> [Provided records]
* * * * * * *

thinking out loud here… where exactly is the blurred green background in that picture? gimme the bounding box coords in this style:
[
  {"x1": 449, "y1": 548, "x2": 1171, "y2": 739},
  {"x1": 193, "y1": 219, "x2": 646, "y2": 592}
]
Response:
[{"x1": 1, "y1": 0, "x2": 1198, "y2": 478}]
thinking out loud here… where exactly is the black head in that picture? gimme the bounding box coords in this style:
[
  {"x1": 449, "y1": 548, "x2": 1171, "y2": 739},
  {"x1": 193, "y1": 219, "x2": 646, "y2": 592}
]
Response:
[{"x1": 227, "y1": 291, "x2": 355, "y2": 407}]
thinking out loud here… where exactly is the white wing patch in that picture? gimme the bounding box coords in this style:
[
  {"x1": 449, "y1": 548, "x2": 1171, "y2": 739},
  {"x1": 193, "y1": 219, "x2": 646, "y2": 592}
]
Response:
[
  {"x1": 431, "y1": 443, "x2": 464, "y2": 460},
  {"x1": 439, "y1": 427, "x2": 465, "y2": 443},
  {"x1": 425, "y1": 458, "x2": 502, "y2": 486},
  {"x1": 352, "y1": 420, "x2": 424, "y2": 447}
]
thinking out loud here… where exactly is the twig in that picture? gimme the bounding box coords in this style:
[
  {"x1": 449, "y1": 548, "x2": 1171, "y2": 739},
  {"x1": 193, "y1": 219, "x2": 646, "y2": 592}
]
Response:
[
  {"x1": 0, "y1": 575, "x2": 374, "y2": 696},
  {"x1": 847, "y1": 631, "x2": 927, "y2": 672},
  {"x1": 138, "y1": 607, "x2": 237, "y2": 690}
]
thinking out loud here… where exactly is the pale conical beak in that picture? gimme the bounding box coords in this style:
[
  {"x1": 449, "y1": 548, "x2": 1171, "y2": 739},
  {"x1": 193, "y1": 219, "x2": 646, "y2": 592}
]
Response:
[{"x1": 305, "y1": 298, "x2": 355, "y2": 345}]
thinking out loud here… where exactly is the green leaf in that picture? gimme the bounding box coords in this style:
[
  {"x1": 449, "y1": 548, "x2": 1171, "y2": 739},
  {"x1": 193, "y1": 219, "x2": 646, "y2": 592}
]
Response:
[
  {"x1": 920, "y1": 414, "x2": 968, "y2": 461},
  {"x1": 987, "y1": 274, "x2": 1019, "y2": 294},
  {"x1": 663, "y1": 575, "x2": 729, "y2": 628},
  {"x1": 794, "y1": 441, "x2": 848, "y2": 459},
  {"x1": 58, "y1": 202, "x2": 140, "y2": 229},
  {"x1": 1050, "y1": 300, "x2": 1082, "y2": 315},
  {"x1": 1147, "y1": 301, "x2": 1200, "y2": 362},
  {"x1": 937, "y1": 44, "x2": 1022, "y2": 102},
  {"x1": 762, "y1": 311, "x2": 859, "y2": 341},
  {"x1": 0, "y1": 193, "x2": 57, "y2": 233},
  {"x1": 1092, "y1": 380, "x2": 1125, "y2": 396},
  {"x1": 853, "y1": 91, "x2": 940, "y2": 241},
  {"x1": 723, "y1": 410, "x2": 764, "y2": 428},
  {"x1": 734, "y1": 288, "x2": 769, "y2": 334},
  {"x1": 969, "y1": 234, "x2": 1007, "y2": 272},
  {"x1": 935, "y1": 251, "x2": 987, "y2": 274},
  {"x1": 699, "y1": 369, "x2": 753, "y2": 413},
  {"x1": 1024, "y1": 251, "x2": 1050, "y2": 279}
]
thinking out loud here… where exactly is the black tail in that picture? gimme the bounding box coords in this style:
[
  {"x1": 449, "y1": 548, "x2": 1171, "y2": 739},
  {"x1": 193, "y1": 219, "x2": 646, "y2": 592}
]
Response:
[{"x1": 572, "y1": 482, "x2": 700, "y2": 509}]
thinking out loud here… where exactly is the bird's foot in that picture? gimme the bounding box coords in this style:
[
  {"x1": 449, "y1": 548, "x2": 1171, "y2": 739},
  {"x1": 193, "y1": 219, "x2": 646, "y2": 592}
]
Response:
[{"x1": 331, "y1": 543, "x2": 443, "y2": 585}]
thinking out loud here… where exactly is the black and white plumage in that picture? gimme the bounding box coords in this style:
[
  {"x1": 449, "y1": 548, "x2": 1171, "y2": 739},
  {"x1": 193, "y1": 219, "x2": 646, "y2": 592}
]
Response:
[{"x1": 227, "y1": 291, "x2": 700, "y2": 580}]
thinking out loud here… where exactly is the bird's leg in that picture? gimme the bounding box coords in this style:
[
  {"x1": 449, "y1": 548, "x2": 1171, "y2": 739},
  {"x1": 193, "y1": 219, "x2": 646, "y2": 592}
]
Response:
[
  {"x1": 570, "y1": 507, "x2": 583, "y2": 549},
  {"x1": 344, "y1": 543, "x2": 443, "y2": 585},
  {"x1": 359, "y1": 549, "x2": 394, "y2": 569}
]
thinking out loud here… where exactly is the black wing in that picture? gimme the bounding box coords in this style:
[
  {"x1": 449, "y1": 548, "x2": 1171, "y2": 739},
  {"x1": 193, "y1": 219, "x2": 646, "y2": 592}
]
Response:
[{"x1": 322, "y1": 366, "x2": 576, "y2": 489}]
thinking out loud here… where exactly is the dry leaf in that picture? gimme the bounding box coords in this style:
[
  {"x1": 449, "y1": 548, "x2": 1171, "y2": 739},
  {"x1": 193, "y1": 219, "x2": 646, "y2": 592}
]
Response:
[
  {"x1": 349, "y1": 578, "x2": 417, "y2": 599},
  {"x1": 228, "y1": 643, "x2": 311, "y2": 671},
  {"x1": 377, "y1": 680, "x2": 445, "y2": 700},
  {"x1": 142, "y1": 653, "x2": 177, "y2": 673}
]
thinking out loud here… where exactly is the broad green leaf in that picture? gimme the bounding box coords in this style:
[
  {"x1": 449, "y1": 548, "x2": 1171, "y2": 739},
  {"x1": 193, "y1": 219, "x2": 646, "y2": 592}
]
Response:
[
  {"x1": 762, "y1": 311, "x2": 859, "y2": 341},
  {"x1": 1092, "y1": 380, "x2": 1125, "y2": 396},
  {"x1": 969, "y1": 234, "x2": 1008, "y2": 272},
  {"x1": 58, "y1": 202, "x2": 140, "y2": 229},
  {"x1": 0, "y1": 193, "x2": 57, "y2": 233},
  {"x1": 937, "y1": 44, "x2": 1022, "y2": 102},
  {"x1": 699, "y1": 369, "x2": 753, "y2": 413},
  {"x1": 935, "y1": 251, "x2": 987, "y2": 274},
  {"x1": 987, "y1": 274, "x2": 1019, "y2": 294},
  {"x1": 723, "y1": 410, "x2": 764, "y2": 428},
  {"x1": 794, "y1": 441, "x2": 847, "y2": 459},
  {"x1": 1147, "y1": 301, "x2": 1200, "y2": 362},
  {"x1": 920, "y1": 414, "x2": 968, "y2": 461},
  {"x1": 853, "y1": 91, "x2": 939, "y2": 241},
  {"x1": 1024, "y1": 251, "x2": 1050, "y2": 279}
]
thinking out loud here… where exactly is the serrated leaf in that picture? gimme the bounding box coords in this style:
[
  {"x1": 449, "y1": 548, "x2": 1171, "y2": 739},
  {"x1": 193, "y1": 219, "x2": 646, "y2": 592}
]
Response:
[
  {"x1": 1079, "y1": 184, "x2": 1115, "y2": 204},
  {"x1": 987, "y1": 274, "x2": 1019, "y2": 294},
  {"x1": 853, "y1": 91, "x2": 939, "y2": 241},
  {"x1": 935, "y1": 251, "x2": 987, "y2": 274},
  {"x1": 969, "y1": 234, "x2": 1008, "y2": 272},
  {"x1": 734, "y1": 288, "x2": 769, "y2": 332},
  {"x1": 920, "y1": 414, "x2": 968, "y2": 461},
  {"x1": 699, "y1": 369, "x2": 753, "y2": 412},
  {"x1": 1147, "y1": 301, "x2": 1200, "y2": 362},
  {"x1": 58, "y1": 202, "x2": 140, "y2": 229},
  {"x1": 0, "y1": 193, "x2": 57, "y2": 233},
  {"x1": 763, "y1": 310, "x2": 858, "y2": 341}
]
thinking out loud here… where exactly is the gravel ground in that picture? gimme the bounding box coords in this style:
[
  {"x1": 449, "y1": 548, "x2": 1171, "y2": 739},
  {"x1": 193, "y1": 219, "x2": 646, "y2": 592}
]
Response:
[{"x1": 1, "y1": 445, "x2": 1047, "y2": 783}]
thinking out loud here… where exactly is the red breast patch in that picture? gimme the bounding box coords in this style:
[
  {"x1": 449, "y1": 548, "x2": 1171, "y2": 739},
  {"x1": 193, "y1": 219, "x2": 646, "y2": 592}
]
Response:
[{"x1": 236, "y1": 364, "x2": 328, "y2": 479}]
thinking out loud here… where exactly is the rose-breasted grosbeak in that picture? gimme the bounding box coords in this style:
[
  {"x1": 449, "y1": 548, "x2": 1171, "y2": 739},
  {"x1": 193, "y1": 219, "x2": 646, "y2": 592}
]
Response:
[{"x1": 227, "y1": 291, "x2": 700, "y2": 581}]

* * * * * * *

Of the lines above, copy each that contains "patch".

> [Exercise answer]
thinking out loud here… where exactly is the white wing patch in that picture? gimme the bounding box coords in this style:
thinking out loud here… where exactly is the red breast patch in that picture? gimme the bounding box coords in this style:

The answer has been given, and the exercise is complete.